> [Set problem] Render every line of the rows below as a numbered list, skipping blank lines. Leave the pictures out.

> [Dataset extract]
-- START --

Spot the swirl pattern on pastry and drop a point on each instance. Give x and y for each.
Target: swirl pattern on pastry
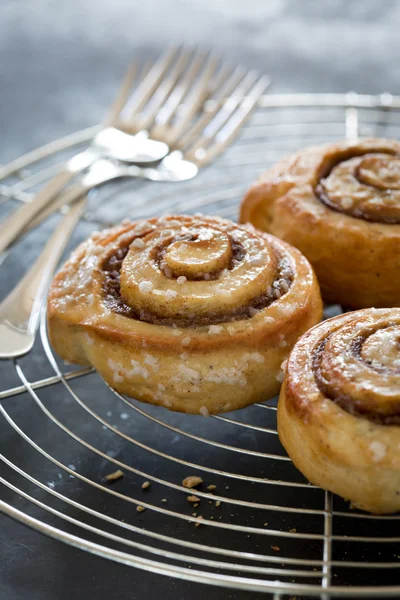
(196, 305)
(339, 408)
(340, 205)
(365, 187)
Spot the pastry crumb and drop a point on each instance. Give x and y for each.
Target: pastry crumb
(192, 481)
(114, 476)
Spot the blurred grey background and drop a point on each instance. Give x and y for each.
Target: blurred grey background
(60, 65)
(61, 61)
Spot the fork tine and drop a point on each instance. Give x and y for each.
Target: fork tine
(173, 102)
(164, 90)
(226, 123)
(147, 86)
(195, 100)
(223, 86)
(228, 108)
(112, 117)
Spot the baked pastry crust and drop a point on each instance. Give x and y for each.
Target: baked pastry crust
(339, 407)
(340, 205)
(193, 313)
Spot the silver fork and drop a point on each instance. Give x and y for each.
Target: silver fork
(181, 75)
(20, 310)
(201, 142)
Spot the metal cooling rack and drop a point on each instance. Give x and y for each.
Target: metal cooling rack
(263, 527)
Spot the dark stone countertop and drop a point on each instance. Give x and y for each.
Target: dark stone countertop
(61, 63)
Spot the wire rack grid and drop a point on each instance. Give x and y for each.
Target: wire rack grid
(256, 525)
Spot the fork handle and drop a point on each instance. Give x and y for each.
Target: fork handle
(15, 224)
(22, 305)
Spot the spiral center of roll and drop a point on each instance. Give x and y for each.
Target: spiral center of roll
(365, 187)
(358, 366)
(381, 350)
(381, 171)
(206, 251)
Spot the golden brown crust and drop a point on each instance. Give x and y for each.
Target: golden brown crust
(339, 407)
(340, 205)
(192, 313)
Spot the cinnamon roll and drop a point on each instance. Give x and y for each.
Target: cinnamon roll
(195, 314)
(339, 407)
(340, 205)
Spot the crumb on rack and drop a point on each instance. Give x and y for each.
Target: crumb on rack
(192, 481)
(199, 518)
(114, 476)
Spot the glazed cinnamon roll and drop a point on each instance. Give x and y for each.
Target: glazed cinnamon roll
(340, 205)
(339, 407)
(195, 314)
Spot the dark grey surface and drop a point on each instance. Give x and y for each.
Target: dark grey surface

-- END --

> [The response]
1. Spot the swirl pattern on pastry and drop a point on each instance. Give x and y for each.
2. Target: swirl pattern on pastry
3. (196, 305)
4. (339, 408)
5. (340, 205)
6. (365, 187)
7. Spot the pastry crumb and drop a point on each instance. Give x and y for each.
8. Target: pastry crumb
9. (192, 481)
10. (114, 476)
11. Spot the blurred grey background and drop a point on each instance. Give x and y for each.
12. Target: blurred grey background
13. (60, 65)
14. (61, 61)
15. Spot the fork tine and drop a point on each instance. Give x and y for each.
16. Target: fork tine
17. (173, 102)
18. (164, 90)
19. (226, 123)
20. (147, 86)
21. (195, 100)
22. (223, 86)
23. (228, 108)
24. (112, 117)
25. Spot the baked pastry crust and drop a point on each instance. Give x and y for each.
26. Target: baked pastry crust
27. (339, 407)
28. (340, 205)
29. (193, 313)
30. Spot the silver fork and drop a point on each instance. Give x and y for each.
31. Target: silver fork
32. (181, 75)
33. (20, 310)
34. (201, 142)
35. Spot the metal cooling rack and drop a point on each instance. Give x and y for each.
36. Target: metal cooling rack
37. (263, 527)
38. Spot the dark stone countertop and drop a point on each instance. Give x and y for each.
39. Target: dark stone countertop
40. (61, 63)
41. Spot the wire rack grid and drop a point on each instance. Give x and y for each.
42. Target: wire rack grid
43. (256, 525)
44. Spot the fork handle and drop a point on each instance. Give x and y for each.
45. Target: fork handle
46. (15, 224)
47. (22, 305)
48. Spot the spiral center of roll and drop a point on each instance. Give x and y for each.
49. Target: spiral center of roll
50. (365, 187)
51. (358, 366)
52. (381, 350)
53. (381, 171)
54. (206, 251)
55. Spot the golden brown crust and drop a point on each instance. Give x and y for each.
56. Target: golden brown crust
57. (339, 407)
58. (340, 205)
59. (192, 313)
60. Spot the cinnamon roll and drop a point on each instance. Give x and y for each.
61. Target: cinnamon roll
62. (195, 314)
63. (339, 407)
64. (340, 205)
65. Spot the crumb on rack and drop a point on each instance. Give x and y for each.
66. Target: crumb on rack
67. (192, 481)
68. (199, 518)
69. (114, 476)
70. Spot the glazed cinnamon roll and drop a point on each instance. Give x and y for each.
71. Target: glazed cinnamon roll
72. (340, 205)
73. (339, 407)
74. (195, 314)
75. Spot the dark grey surface and drop a point on each instance. Give x and y for each.
76. Target: dark grey surface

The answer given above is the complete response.